[Natural-language object grounding data]
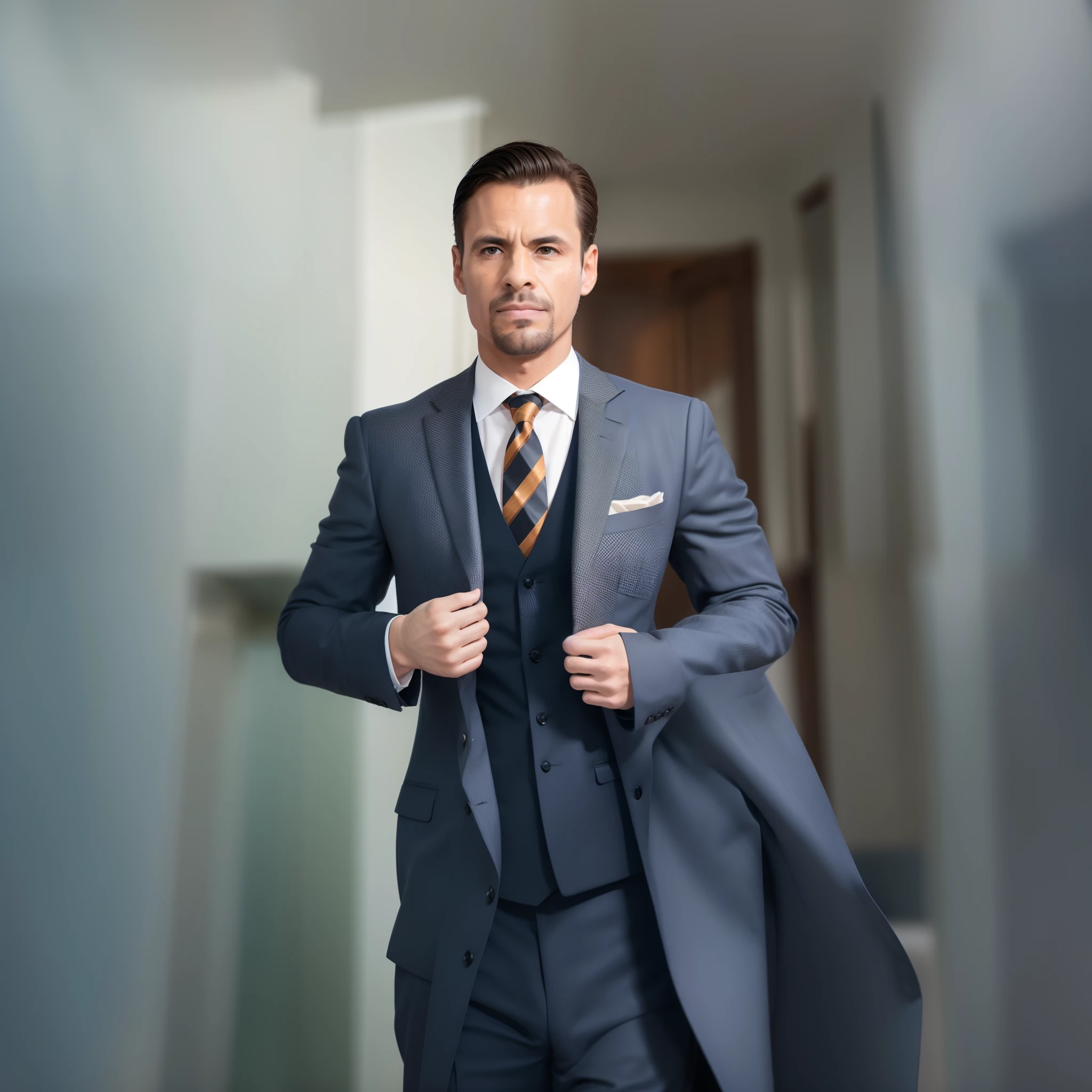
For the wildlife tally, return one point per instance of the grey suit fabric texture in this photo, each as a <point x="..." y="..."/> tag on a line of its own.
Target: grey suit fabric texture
<point x="788" y="972"/>
<point x="573" y="995"/>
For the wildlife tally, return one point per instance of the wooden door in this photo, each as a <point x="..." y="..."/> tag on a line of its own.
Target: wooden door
<point x="684" y="324"/>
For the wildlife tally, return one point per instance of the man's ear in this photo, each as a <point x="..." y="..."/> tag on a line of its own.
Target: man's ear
<point x="590" y="271"/>
<point x="457" y="270"/>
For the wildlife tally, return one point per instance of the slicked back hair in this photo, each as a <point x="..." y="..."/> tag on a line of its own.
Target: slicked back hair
<point x="527" y="163"/>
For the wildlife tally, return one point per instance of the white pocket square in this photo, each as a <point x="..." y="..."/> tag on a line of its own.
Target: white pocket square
<point x="635" y="503"/>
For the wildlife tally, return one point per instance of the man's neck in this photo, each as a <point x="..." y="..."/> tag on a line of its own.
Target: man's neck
<point x="525" y="372"/>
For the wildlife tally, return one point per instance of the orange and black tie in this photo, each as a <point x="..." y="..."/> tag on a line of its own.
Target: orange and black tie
<point x="524" y="493"/>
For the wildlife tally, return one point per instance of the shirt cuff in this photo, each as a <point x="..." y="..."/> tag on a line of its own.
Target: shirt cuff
<point x="399" y="684"/>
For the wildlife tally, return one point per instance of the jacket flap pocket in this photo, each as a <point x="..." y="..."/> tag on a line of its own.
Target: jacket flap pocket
<point x="605" y="772"/>
<point x="416" y="801"/>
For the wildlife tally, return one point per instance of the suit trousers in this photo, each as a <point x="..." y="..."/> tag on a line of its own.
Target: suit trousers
<point x="571" y="995"/>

## ABOUT THIS EXERCISE
Only the lines from the top of the data through the line with "of the wooden" should be quoted, exactly and with both ends kept; skip the pictures.

## SOLUTION BELOW
For the wildlife tally, return one point per instance of the grey suit fabric texture in this photo, each as a <point x="..." y="..."/> tag on a line of its own.
Target: grey suit fabric texture
<point x="788" y="972"/>
<point x="573" y="995"/>
For the wildlife tally, return one point per instance of the wooden door in this photo, each as a <point x="..." y="..."/> tag on a line of its own.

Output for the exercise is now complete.